*What you should do*
Please transcribe the records precisely; pictures stay out of your copy.

Top of Supplied material

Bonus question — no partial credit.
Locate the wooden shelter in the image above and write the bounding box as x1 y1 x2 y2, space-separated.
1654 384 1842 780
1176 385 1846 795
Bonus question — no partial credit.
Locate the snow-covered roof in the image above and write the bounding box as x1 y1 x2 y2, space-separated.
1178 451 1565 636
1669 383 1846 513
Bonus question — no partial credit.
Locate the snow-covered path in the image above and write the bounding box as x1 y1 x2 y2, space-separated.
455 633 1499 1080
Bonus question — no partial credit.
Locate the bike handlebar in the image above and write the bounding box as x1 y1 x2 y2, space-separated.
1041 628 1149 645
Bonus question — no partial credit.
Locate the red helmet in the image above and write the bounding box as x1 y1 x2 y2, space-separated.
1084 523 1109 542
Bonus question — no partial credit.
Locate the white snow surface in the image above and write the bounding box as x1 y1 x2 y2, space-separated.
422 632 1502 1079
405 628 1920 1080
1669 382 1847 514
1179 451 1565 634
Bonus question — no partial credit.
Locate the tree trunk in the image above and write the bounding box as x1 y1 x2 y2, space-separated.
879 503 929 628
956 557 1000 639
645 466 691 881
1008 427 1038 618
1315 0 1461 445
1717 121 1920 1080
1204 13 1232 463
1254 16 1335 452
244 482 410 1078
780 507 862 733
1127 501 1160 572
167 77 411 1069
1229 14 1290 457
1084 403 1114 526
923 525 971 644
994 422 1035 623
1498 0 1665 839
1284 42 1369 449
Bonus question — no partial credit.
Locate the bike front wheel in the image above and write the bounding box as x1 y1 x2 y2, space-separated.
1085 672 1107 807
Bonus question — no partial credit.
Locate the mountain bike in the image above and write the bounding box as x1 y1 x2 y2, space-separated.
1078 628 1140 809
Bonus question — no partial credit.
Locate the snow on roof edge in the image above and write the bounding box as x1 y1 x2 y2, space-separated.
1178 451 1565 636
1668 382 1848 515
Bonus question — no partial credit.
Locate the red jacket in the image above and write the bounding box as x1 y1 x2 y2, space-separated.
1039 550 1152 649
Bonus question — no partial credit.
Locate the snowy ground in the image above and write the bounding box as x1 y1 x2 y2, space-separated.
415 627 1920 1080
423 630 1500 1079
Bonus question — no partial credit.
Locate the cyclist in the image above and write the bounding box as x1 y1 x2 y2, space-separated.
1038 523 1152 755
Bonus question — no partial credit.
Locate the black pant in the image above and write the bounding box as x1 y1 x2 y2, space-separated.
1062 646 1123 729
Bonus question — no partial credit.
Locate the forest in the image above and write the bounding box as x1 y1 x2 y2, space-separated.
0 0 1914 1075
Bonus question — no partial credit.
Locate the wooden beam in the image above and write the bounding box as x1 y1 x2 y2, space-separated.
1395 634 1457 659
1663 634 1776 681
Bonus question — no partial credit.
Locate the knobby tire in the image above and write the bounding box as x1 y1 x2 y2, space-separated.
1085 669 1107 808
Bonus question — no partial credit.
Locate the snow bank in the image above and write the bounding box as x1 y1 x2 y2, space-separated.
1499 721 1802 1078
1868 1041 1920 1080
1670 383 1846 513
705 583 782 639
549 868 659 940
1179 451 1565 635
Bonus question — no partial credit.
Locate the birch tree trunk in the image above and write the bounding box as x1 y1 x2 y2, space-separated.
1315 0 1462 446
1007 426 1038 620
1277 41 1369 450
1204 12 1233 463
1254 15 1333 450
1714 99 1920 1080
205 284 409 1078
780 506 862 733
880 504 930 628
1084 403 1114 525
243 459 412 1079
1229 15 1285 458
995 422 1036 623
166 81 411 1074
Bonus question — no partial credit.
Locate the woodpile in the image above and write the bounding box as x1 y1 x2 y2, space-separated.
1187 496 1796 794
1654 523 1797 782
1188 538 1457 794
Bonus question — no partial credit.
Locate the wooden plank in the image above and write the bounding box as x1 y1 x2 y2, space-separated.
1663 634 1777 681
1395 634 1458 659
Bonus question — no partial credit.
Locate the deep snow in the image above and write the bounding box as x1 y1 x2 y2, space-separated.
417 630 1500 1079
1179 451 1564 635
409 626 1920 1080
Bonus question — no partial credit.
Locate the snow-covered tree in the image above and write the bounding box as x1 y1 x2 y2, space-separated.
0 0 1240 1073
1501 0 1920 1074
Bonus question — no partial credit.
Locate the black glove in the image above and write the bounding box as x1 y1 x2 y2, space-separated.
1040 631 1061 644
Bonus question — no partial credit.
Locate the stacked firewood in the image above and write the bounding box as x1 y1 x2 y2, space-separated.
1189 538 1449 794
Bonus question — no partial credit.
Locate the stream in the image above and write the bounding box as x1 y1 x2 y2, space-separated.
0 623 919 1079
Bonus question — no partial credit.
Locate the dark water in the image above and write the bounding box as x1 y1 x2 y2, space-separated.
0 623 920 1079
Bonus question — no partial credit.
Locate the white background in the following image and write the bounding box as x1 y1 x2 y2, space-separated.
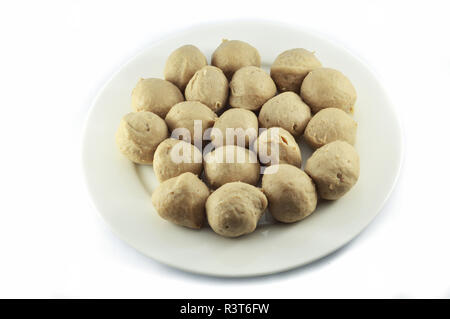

Bottom of Supplied material

*Response below*
Bonus question — no partial credit.
Locate the wooden shelter in the image above and write the bounding box as x1 y1 x2 y2, space-separated.
1654 384 1842 780
1176 385 1846 795
Bonus question — no partial credit.
Locate the snow-covered roof in the image above and write the bounding box as x1 y1 x2 y2, space-separated.
1178 451 1565 636
1669 383 1846 513
Bonus question — no partial credit.
Locate the snow-covered path in the image above and write the bounding box as x1 y1 x2 y2, space-separated.
455 633 1499 1080
Bonus question — no partial credit.
Locate the bike handlebar in the image above and write the bounding box as x1 y1 x2 y2, space-separated.
1041 628 1149 645
Bonus question — no partial credit.
Locate the red helmet in the image above and write the bounding box as x1 y1 x2 y2, space-separated.
1084 523 1109 542
Bonus question — no partial credit.
Locate the white snow surface in the image above and write the bounding box as x1 y1 x2 y2, space-separated.
422 632 1502 1079
405 628 1920 1080
1669 382 1847 514
1179 451 1565 634
Bonus question — no partial credit.
Locate the tree trunk in the image above and write the bounding box as x1 y1 x2 y2, space-separated.
879 503 929 628
956 557 1000 639
645 466 691 881
1008 427 1038 618
1315 0 1461 445
1717 121 1920 1080
1204 13 1232 463
1254 16 1335 452
244 482 410 1078
780 507 862 733
1127 501 1160 572
167 77 411 1069
1229 14 1290 457
1084 403 1114 526
923 525 971 644
994 422 1035 623
1498 0 1665 839
1284 42 1369 449
Bonus question — no partial credit.
Locate the bike front wheel in the image above and write the bounding box as x1 y1 x2 y2, space-separated.
1085 672 1107 807
Bonus question — no partial credit.
Locate the mountain bike in the image above and write the bounding box as x1 y1 x2 y2, space-separated.
1078 628 1140 809
Bonus question — no partial credit.
Locate the snow on roof edge in the image above and write the bounding box as x1 y1 x2 y2, space-separated.
1178 451 1565 636
1668 382 1848 515
Bonus question — no partial credit.
Locate the red jacket in the image above and write the bounding box as x1 y1 x2 y2, space-separated.
1039 550 1152 649
Bonus question — no partial credit.
Locate the snowy ground in the image above and write the bounding box as x1 y1 x2 y2, space-separated.
415 627 1920 1080
423 630 1500 1079
Bonus question — no partial credit.
Locate the cyclist in the image above and write the bounding box as x1 y1 x2 y2, space-separated.
1038 523 1152 755
Bonus question — no partial credit.
Locate the black pant in the image above and write the bounding box as x1 y1 x2 y2, space-separated.
1062 646 1123 729
Bonus question — no partial credit.
Locate the forest in the image above and write the bounding box as x1 y1 x2 y2, space-separated.
0 0 1914 1075
Bonus question — no partial credit.
Locate the wooden beam in the image above and write the bounding box as x1 y1 x2 y2, space-separated.
1395 634 1457 659
1663 634 1776 681
Bonus question — no partial credit.
Locate the knobby tire in the image above and write the bounding box as x1 y1 x2 y2, space-separated.
1085 669 1107 808
Bonus question — no partial credit.
Locate the snow bank in the image above and write the bounding box as x1 y1 x2 y2, space-separated.
1499 721 1802 1078
1868 1041 1920 1080
1670 383 1846 513
705 583 782 639
549 868 659 940
1179 451 1565 635
Bonus question — no partial credit.
Locate the birch tree trunk in the image above and write the bounding box as x1 y1 x2 y2, space-separated.
1315 0 1462 446
1007 426 1038 620
1277 41 1369 450
1204 12 1233 463
1254 15 1333 450
1714 99 1920 1080
205 284 409 1078
780 506 862 733
880 504 930 628
1084 403 1114 525
243 459 412 1079
1229 15 1285 458
995 422 1036 623
166 81 411 1074
Bonus question — no partial credit.
Locate the woodpile in the image above and write the bounding box as x1 y1 x2 y2, space-separated.
1187 496 1796 794
1654 523 1797 782
1188 538 1457 794
Bonus question — no partial credit.
Locate the wooden plank in the image above and write the bounding box as x1 y1 x2 y2, space-separated.
1663 634 1777 681
1395 634 1458 659
Bonus question — no partial credit.
Locate the deep snow in the image above and write the bounding box as x1 y1 x2 y2, space-separated.
417 630 1500 1079
1179 451 1564 635
409 626 1920 1080
Bonus question — no partial credit.
Locate the snow-covered tree in the image above and write the bounding box as x1 y1 x2 y2, space-separated.
0 0 1240 1073
1501 0 1920 1074
Bonus question — no partial credit.
Locate the black glove in the image above and write the bounding box as x1 y1 x2 y2, space-separated.
1040 631 1061 644
Bonus question — no partial credit.
Locate the stacked firewood in the image above and write the bounding box as x1 y1 x2 y2, space-separated.
1189 538 1449 794
Bonus question — no partial credit.
Locate the stream in the image above and write the bounding box as x1 y1 x2 y2, space-separated.
0 623 919 1079
Bonus question — no partial credit.
Locate the dark water in the image above and write the bounding box as x1 y1 x2 y2, space-separated.
0 623 920 1079
Bonus question — no partial credit.
Locate the white background in the following image and write the bounding box as x1 y1 x2 y2, space-separated.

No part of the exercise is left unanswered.